STATED EXERCISE
Make an exact copy of all the entries, with the pictures left out.

DATA PROVIDED
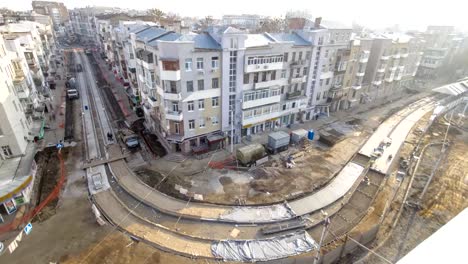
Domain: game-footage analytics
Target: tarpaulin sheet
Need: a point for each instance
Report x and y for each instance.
(264, 249)
(271, 213)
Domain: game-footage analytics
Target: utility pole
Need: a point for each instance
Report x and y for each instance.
(446, 132)
(326, 223)
(232, 131)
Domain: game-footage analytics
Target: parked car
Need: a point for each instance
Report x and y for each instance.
(97, 181)
(72, 94)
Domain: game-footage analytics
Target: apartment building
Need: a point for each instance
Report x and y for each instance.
(275, 69)
(17, 167)
(242, 21)
(439, 46)
(57, 11)
(394, 58)
(15, 93)
(179, 80)
(82, 24)
(330, 55)
(36, 42)
(347, 89)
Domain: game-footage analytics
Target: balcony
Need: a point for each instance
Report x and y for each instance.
(174, 115)
(300, 79)
(170, 71)
(257, 64)
(262, 101)
(293, 95)
(173, 96)
(341, 67)
(385, 57)
(298, 63)
(23, 94)
(270, 83)
(152, 101)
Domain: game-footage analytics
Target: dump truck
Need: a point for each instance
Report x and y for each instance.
(129, 138)
(249, 154)
(278, 141)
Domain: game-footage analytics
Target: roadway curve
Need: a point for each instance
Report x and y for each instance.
(185, 216)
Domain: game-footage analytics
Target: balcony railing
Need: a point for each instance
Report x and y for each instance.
(293, 95)
(174, 115)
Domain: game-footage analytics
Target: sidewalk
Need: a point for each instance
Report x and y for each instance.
(118, 89)
(371, 113)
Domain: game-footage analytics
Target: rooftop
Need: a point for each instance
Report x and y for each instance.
(16, 173)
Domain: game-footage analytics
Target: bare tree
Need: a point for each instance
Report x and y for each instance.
(172, 17)
(206, 22)
(157, 14)
(272, 25)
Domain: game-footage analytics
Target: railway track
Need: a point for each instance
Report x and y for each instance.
(350, 214)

TASK OUTPUT
Domain: game-footage analytics
Target: tarpaulin sheet
Need: a point for each instance
Report x and y for each instance.
(264, 249)
(271, 213)
Domain: game-footage analytics
Target: utility pole
Need: a point for each instance
Report x and y for each instance.
(446, 132)
(326, 223)
(232, 131)
Domain: game-footage analytics
Target: parked car
Need: a point for each instance
Report x and y for each instance.
(97, 181)
(72, 94)
Domain: game-footage analytics
Target: apartment building
Need: a point for each instance
Report x and y for each instance.
(275, 69)
(17, 167)
(242, 21)
(439, 46)
(57, 11)
(394, 58)
(15, 93)
(179, 80)
(82, 24)
(330, 55)
(36, 42)
(347, 89)
Domain: game-footage analytics
Target: balcony
Need: a point for each instance
Report x and y for each instance.
(174, 115)
(300, 79)
(170, 71)
(257, 64)
(262, 101)
(293, 95)
(173, 96)
(341, 67)
(385, 57)
(298, 63)
(23, 94)
(270, 83)
(152, 101)
Domain: game-footage analytics
Target: dump truck
Need: a point for each instance
Report x and y for each instance.
(129, 138)
(249, 154)
(278, 141)
Domain: game-footage analytics
Target: roadway curve
Need: a point for each instance
Report x and y for each instance.
(185, 216)
Domain: game-footage analytics
Target: balcony railing
Need: a point for each instance
Report x and y for each instance.
(293, 95)
(174, 115)
Domain: game-footage analytics
Target: sidewalk
Need: a point for each instance
Report x and y for each instance.
(118, 89)
(371, 113)
Domain: game-footage analytics
Target: rooftop
Need: a point for each instance
Report x and y for each instance.
(16, 173)
Domain: game-footage analytics
Target: bare tree
Need: a point for each instance
Report x and y for each instance.
(172, 17)
(206, 22)
(157, 14)
(272, 25)
Domain: game-footage analytics
Target: railway track
Need: a point for each instance
Report x and y for each instance.
(350, 214)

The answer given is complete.